▶ _Aim_:
Extract the complete listing and output it unchanged.

(Dataset rows on where objects appear)
<<<<

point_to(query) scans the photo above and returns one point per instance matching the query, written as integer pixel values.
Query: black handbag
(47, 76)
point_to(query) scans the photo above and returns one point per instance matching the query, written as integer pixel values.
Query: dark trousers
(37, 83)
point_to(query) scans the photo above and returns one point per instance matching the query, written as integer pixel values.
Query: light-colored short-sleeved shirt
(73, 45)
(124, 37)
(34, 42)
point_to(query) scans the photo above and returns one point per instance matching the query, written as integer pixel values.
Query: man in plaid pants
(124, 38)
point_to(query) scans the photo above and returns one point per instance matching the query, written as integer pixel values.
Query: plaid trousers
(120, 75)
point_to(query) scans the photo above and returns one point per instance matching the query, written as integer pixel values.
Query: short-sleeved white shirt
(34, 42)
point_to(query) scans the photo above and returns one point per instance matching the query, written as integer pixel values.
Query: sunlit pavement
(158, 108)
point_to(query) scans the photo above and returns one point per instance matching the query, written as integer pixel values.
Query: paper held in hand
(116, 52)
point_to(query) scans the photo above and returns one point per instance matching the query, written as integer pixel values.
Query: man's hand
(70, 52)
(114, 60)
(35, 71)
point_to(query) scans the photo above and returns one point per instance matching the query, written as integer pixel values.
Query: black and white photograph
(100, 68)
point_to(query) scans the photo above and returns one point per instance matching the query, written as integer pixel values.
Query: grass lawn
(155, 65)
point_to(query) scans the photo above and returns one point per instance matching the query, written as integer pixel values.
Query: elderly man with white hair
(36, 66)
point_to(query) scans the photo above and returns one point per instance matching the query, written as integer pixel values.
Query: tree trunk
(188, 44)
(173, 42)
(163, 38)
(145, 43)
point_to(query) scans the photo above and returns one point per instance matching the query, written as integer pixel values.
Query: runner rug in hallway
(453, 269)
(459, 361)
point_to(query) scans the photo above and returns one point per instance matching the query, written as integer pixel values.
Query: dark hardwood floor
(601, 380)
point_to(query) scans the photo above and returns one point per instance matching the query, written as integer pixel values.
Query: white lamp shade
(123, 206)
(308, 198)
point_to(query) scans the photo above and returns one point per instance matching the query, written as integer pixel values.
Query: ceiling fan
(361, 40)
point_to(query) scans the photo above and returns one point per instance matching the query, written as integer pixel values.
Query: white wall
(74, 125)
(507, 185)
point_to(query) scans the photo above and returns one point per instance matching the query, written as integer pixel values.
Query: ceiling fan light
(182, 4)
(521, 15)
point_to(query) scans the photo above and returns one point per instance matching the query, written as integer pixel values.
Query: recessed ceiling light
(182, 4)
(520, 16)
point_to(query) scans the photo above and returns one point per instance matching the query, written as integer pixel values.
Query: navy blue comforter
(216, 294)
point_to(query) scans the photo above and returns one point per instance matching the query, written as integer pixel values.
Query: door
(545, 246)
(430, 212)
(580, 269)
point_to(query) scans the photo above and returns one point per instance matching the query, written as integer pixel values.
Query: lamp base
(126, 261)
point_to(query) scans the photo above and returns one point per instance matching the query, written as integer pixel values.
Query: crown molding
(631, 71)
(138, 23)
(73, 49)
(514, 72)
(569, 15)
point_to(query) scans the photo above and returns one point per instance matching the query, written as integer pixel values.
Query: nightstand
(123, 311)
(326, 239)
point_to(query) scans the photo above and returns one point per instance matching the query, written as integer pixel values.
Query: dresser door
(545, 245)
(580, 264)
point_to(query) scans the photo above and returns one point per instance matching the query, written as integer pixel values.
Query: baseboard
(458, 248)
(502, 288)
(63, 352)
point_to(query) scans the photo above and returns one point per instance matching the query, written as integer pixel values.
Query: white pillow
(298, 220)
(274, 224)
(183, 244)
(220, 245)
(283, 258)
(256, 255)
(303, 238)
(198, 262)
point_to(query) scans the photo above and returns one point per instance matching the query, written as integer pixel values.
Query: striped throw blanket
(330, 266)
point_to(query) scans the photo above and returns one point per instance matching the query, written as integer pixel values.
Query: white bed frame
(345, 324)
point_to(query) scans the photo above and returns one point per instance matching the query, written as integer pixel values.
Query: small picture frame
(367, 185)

>>>>

▶ _Task result_:
point_to(query) scans the photo above and returns one point per instance matching the query, written as integer pixel values.
Query: black handbag
(47, 76)
point_to(query) scans the photo above and returns one point per instance matching the query, written as integer pixel values.
Query: dark trousers
(37, 83)
point_to(query) scans the photo above and returns one point per instance matching the query, written as integer pixel values.
Query: light-colored short-sleeved shirt
(73, 45)
(124, 37)
(34, 42)
point_to(query) scans the photo above and returns one point per instance matching the query, written as integer pixel values.
Query: man in plaid pants
(124, 38)
point_to(query) scans the photo above and returns one point per instance matching the query, written as integer pixel values.
Query: plaid trousers
(120, 75)
point_to(query) scans the photo above and returns one point per instance matching the query, written as integer pixel values.
Query: short-sleeved white shirt
(34, 42)
point_to(query) scans the photo above and returns one point per instance matching the query, written as integer pixel values.
Query: sunlit pavement
(158, 108)
point_to(query) scans the photo above and returns one point per instance matching the query, written as integer pixel values.
Query: paper held in hand
(116, 52)
point_to(query) scans the photo above and returns one point per instance matching the query, written as integer pixel values.
Query: man's hand
(70, 52)
(114, 60)
(35, 71)
point_to(query) scans the photo above and returns one point per instance matching the query, written as integer pixel values.
Query: black and white photograph
(100, 68)
point_to(query) scans the photo above and returns one point per instance matching the query, written as integer pixel values.
Query: grass lawn
(155, 65)
point_to(query) scans the photo above and returns one point per instance matching the query, written as integer pixel values.
Query: elderly man with white hair
(36, 66)
point_to(query) scans the photo above and returns one point per instance matching the query, written as integer pixel values.
Query: tree trunk
(188, 44)
(173, 42)
(163, 38)
(145, 43)
point_to(query) scans the photo above and returns one point per instance matching the query, written as integer pixel values.
Query: runner rug in hallway
(453, 269)
(459, 361)
point_to(query) scans the photo above and returns one point per instance matching the query, written as integer pixel values.
Query: dark hardwood floor
(601, 380)
point_to(query) scans the photo above and returns one point per instance matching the query, written as integer pixel values.
Query: white lamp shade
(123, 206)
(308, 198)
point_to(query) scans the photo above and returns one point per instance matching the query, written as integer pixel values.
Query: ceiling fan
(361, 40)
point_to(query) scans the photo above and returns one point per instance matching the query, written as integer pixel values.
Query: white wall
(74, 125)
(507, 185)
point_to(query) scans the photo above and returns one point per instance matching the query, written as integer pixel values.
Query: ceiling fan light
(182, 4)
(521, 15)
point_to(query) scans the photo above and returns one point per instance matching the query, written as integer pixel values.
Query: recessed ceiling light
(182, 4)
(520, 16)
point_to(query) scans the photo above and returns one point per instance matching the query, written as integer pixel values.
Query: navy blue comforter
(216, 294)
point_to(query) scans the photo above and returns one point per instance matching the query, written as integer pixel values.
Query: door
(545, 246)
(430, 212)
(580, 269)
point_to(query) scans the photo above and returns one point per instance matching the query, written as integer pixel values.
Query: lamp base
(126, 261)
point_to(query) scans the photo above and returns one point per instance matching the query, written as integer pixel values.
Query: crown molding
(631, 71)
(138, 23)
(73, 49)
(514, 72)
(569, 15)
point_to(query) scans the photo above and returns one point per instance matching the query, written as integer pixel values.
Query: nightstand
(123, 311)
(326, 239)
point_to(query) scans the photo above and returns one point per instance matching the query, written as integer pixel values.
Query: dresser door
(545, 245)
(580, 264)
point_to(query) scans the photo above and returns one point per instance matching the query, written as integer pixel values.
Query: baseboard
(458, 248)
(502, 288)
(63, 352)
point_to(query) scans the photo above and returns one point per instance matching the query, written as integer pixel values.
Query: white pillow
(298, 220)
(274, 224)
(183, 244)
(220, 245)
(283, 258)
(256, 255)
(303, 238)
(198, 262)
point_to(query) scans the photo above and returns one point per instance matching the query, written as integer pixel values.
Query: striped throw blanket
(330, 266)
point_to(query) scans the photo above and returns one point per instance matching the query, written as integer pixel values.
Query: white bed frame
(345, 324)
point_to(query) scans the photo above and returns one point per instance matching the query, written as integer pixel values.
Query: small picture frame
(367, 185)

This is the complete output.